--- Supplied information ---
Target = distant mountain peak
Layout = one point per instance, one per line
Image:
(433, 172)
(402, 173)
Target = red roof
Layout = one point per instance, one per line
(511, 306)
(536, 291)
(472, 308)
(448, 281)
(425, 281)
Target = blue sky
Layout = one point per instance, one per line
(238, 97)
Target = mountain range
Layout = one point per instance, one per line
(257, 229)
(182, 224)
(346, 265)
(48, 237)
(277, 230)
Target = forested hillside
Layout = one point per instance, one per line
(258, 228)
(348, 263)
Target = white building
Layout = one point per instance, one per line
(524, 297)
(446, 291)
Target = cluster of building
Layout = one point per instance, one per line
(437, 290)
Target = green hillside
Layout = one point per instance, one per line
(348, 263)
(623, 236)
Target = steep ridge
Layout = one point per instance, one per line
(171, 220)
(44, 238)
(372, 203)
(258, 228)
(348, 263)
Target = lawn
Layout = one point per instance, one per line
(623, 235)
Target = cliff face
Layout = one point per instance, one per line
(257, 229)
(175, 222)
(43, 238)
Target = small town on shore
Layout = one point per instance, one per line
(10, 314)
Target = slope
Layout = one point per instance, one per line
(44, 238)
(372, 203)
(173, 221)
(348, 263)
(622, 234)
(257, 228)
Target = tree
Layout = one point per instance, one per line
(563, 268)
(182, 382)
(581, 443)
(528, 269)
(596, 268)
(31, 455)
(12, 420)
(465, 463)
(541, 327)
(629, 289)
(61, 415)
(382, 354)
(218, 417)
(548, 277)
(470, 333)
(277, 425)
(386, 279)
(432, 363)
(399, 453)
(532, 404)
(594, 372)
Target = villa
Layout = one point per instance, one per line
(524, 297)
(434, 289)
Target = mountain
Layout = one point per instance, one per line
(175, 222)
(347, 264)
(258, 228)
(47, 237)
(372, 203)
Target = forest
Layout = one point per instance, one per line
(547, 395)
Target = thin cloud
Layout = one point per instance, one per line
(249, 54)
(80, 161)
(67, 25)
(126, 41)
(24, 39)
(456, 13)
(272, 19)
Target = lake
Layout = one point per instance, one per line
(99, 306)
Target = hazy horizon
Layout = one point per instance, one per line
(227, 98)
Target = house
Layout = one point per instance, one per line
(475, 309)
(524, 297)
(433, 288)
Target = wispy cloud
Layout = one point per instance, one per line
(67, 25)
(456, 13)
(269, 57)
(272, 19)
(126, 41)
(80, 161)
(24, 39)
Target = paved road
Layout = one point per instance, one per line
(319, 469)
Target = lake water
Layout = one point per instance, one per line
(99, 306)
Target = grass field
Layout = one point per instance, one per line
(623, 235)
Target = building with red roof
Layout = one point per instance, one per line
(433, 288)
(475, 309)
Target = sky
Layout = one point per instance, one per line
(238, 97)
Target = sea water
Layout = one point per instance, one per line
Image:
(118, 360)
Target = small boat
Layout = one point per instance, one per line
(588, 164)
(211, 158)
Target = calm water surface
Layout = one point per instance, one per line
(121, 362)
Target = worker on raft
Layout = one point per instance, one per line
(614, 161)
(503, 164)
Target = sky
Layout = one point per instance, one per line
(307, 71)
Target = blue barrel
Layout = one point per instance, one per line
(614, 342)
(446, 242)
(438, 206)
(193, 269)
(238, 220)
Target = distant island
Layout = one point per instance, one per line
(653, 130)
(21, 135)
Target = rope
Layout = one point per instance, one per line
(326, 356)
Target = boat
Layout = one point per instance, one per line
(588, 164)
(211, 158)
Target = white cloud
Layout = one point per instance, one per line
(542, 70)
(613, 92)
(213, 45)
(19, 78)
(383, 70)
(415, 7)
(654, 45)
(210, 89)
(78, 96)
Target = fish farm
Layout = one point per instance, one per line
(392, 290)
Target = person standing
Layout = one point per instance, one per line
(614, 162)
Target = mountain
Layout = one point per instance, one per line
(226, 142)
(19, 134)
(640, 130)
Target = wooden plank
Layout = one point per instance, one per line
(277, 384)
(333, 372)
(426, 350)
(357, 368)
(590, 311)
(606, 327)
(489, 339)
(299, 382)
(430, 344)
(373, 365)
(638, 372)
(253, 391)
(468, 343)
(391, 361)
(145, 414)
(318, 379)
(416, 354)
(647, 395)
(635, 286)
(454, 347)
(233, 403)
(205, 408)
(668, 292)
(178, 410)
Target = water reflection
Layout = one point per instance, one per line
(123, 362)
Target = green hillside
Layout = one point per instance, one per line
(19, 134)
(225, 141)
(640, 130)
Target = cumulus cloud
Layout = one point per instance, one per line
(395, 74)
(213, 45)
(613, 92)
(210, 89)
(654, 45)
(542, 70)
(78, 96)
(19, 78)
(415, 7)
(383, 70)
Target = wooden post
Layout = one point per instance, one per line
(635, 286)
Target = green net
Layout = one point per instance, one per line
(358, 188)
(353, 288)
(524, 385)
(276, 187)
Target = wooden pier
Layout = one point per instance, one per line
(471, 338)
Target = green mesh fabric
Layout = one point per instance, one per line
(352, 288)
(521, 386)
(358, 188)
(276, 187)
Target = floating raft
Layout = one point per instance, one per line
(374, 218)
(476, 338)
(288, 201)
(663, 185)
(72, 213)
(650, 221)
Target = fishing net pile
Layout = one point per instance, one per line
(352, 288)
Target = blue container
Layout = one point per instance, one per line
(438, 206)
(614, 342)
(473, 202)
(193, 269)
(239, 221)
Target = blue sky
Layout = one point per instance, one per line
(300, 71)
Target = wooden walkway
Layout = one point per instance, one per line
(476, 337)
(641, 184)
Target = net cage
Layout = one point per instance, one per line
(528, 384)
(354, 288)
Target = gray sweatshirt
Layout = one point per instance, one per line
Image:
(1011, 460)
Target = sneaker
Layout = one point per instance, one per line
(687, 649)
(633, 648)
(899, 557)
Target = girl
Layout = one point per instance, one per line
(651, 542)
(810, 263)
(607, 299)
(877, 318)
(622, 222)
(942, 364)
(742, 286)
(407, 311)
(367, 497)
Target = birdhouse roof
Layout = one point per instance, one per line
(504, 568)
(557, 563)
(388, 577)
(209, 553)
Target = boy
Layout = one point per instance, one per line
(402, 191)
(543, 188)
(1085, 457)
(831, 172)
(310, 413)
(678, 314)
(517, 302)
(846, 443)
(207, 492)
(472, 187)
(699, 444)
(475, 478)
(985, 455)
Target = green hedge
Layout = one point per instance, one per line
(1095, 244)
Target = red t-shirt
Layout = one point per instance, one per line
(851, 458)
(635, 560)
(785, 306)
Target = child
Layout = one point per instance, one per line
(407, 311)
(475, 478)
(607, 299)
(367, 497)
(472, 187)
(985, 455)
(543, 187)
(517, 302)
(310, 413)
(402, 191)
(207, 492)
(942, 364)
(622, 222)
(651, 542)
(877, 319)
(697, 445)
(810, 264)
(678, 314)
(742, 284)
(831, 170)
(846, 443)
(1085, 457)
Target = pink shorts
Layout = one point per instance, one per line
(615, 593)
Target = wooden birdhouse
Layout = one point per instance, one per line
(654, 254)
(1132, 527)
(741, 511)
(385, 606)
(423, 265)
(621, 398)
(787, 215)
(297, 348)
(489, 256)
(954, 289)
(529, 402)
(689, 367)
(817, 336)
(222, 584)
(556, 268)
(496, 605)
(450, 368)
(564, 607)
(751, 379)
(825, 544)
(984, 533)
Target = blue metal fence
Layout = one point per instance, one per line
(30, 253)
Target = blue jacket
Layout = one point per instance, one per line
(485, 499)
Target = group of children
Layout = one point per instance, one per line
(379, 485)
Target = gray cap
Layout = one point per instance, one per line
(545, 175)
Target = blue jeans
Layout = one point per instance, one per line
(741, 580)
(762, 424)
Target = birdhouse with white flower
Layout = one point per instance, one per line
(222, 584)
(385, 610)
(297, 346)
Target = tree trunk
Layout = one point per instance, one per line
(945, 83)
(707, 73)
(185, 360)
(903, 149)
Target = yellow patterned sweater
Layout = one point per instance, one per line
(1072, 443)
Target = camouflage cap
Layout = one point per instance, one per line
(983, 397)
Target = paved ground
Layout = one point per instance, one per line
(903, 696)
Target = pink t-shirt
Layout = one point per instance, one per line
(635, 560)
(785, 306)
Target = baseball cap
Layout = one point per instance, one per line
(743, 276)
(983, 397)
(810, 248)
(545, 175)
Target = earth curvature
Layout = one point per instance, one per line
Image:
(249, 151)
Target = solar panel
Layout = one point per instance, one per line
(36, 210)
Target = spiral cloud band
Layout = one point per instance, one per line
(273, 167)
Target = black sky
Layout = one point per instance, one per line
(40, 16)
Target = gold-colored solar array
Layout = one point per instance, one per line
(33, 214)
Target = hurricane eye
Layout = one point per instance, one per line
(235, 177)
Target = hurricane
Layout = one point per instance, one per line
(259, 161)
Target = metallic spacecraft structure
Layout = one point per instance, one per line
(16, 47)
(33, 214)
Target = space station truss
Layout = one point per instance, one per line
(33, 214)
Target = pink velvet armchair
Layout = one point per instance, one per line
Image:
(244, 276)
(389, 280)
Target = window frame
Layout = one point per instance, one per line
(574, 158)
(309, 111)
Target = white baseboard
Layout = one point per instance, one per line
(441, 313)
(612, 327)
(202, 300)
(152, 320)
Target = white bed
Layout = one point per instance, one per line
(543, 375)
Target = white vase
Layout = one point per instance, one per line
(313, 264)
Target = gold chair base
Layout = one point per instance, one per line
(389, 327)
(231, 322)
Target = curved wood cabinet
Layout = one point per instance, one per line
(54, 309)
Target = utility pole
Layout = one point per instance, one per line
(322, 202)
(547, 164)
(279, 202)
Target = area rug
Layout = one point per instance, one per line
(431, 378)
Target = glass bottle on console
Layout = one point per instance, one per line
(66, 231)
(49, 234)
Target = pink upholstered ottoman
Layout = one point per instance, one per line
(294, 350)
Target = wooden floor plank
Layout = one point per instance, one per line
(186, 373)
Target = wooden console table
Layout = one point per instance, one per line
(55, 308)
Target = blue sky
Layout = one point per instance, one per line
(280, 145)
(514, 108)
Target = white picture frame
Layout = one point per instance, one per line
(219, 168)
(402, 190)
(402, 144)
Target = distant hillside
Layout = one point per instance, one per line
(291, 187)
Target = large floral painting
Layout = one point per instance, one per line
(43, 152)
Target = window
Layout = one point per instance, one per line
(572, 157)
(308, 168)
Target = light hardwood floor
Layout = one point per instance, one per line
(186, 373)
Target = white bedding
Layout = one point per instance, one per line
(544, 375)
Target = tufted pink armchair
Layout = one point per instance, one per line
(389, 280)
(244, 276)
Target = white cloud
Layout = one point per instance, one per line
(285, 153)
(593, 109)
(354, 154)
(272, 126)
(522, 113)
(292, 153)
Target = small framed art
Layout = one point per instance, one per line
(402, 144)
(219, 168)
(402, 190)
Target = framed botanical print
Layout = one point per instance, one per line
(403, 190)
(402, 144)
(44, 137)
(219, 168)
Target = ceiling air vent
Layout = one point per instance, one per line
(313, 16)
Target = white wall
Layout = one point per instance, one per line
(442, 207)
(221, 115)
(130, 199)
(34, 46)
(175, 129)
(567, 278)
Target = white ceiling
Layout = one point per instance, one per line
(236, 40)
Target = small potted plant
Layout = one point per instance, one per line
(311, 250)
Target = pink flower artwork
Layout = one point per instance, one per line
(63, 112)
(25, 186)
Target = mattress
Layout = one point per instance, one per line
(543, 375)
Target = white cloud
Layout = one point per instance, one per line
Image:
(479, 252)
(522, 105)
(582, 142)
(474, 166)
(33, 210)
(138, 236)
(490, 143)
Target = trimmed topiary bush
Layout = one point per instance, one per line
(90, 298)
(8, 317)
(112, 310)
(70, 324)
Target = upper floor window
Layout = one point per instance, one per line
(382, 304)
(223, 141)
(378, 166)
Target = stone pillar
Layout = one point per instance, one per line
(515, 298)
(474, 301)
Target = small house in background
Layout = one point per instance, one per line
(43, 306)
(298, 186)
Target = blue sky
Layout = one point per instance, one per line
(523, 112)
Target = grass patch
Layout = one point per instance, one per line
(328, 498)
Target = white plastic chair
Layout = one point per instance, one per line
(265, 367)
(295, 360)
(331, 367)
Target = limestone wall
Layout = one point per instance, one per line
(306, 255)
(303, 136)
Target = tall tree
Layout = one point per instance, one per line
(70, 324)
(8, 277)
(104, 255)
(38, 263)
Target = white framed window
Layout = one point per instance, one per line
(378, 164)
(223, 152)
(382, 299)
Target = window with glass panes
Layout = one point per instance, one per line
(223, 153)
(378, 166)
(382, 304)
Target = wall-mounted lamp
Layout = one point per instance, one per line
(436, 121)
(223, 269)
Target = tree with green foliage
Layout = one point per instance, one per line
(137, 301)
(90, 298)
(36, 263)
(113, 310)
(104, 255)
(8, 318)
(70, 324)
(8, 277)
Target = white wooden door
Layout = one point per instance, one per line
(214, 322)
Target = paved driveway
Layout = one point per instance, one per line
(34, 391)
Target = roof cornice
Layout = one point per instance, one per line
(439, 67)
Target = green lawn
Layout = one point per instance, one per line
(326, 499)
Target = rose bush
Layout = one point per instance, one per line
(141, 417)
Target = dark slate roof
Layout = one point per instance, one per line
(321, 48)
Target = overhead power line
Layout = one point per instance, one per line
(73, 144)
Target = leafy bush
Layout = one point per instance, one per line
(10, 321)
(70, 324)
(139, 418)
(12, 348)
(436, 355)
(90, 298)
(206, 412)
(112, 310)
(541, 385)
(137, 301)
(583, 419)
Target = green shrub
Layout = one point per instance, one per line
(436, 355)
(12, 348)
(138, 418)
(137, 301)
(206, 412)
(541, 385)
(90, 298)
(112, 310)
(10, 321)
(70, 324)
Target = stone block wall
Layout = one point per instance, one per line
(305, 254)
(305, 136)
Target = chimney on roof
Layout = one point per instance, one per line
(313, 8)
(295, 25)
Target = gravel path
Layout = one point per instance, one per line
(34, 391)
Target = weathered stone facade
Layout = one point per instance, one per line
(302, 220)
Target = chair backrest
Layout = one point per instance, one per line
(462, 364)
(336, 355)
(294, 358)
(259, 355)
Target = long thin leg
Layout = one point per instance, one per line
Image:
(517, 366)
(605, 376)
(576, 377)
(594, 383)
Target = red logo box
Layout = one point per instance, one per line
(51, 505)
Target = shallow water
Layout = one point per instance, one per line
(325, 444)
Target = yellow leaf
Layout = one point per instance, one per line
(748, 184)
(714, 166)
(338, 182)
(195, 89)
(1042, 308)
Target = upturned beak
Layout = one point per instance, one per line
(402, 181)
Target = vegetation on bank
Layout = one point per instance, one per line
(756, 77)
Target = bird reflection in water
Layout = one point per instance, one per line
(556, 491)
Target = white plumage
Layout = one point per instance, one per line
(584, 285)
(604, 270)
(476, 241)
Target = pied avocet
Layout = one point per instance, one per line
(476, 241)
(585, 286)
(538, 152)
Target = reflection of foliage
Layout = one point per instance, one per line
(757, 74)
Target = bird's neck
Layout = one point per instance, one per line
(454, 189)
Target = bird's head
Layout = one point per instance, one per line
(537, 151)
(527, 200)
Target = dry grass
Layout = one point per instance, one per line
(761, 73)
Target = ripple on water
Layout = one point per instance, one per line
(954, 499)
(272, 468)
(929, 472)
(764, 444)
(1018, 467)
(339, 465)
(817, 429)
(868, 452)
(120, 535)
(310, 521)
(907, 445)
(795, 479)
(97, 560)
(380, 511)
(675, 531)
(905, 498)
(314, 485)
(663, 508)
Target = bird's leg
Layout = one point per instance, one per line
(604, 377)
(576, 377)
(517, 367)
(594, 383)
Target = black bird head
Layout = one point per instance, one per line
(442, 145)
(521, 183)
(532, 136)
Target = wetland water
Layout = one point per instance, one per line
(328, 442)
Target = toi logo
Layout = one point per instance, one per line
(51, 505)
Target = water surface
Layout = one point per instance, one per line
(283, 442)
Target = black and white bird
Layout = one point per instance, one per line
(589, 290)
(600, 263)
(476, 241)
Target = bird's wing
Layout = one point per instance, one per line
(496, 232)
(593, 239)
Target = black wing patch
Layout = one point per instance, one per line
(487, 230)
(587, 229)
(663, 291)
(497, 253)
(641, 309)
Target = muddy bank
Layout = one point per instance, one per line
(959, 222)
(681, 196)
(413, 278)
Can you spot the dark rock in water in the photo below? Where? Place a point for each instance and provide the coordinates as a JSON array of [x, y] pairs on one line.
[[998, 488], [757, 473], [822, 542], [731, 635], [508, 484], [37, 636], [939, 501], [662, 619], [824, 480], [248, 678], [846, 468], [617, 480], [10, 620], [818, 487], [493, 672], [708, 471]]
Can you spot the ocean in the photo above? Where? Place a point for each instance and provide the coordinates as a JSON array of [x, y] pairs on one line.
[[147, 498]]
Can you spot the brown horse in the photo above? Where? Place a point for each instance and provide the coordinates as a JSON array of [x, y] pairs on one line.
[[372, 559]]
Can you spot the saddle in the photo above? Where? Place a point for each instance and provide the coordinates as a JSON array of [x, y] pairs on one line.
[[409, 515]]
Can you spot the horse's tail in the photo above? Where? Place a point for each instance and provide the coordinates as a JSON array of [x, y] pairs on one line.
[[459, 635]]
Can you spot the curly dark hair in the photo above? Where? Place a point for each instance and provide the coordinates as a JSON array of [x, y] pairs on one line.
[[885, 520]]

--- Direction ---
With both ends included, please retype exactly the lines from the line containing "Can you spot the ocean" to the final line of the data.

--- Answer below ---
Can you spot the ocean in the photo above? Where? Place a point for each instance and provide the coordinates as a JSON array of [x, y] pairs on one line.
[[147, 498]]
Can you spot the brown horse in the photo above? Where? Place a point for each instance and provide the coordinates as a JSON array of [x, y] pairs on one line.
[[372, 559]]
Can you spot the saddle in the photo above? Where? Place a point for each instance and provide the coordinates as a JSON array of [x, y] pairs on one line.
[[409, 515]]
Can you spot the horse's tail in the photo above? Where? Place a point for each instance and provide the coordinates as a JSON array of [x, y] pairs on one line.
[[459, 635]]
Can you spot the curly dark hair in the photo above? Where? Place a point for each instance and provide the coordinates as a JSON array of [x, y] pairs on one line.
[[885, 520]]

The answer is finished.